### Task material
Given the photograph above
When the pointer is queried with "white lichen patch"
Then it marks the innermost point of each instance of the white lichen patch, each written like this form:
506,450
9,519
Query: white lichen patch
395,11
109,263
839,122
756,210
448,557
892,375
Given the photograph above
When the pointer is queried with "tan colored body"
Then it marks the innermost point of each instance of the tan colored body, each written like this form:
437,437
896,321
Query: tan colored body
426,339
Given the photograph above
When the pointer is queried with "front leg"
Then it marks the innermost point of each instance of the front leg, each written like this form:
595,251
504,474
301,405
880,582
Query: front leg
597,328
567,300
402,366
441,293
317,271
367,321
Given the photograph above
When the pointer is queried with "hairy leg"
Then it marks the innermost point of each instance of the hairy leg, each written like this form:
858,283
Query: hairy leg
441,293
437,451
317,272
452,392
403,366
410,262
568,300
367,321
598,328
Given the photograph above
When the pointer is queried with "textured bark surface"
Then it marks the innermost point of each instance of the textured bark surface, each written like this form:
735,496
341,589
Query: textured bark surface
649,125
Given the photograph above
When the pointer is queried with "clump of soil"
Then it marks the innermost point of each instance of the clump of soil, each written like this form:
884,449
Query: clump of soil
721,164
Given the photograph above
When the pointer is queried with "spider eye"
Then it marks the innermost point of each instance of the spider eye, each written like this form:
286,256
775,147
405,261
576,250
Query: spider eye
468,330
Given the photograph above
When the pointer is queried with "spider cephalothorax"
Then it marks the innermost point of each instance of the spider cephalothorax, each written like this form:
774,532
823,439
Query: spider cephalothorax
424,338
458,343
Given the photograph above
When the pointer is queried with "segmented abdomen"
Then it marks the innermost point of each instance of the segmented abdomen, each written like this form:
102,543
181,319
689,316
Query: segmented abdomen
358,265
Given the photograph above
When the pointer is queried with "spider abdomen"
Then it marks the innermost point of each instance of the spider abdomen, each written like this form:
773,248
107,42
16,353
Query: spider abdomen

### What this task involves
Lines holding the string "When": find them in the listing above and copy each one.

### Finished task
When the pointer is queried with "white lichen patch"
When the pointer is queried with "tan colored body"
When the pointer is queried with "front leg"
When the pointer is queried with "hairy leg"
When the pointer is queried with "textured bark surface"
When the pointer is queried with "clump of soil"
When the pointer is queried with "spider eye"
When the pointer is queried with "spider cephalothorax"
When the pointer is queried with "segmented abdomen"
When the pointer is queried with "spider abdomen"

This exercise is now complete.